- **Instructions to follow**: The listing below needs to be copied in full, exactly.

- **Source material**:
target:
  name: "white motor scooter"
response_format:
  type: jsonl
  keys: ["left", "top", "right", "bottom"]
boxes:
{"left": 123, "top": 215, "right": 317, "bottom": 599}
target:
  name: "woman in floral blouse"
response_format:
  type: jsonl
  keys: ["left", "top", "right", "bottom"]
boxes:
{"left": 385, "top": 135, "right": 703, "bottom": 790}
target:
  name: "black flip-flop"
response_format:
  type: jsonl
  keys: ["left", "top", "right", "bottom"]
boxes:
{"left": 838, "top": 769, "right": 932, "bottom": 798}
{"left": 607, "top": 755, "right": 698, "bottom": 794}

- **Completed task**:
target:
  name: "white motor scooter"
response_format:
  type: jsonl
  keys: ["left", "top", "right", "bottom"]
boxes:
{"left": 123, "top": 215, "right": 317, "bottom": 599}
target:
  name: "woman in floral blouse"
response_format:
  type: jsonl
  keys: ["left", "top", "right", "bottom"]
boxes:
{"left": 385, "top": 135, "right": 703, "bottom": 790}
target:
  name: "black flip-flop"
response_format:
  type: jsonl
  keys: ["left", "top", "right", "bottom"]
boxes:
{"left": 838, "top": 769, "right": 932, "bottom": 798}
{"left": 607, "top": 755, "right": 698, "bottom": 794}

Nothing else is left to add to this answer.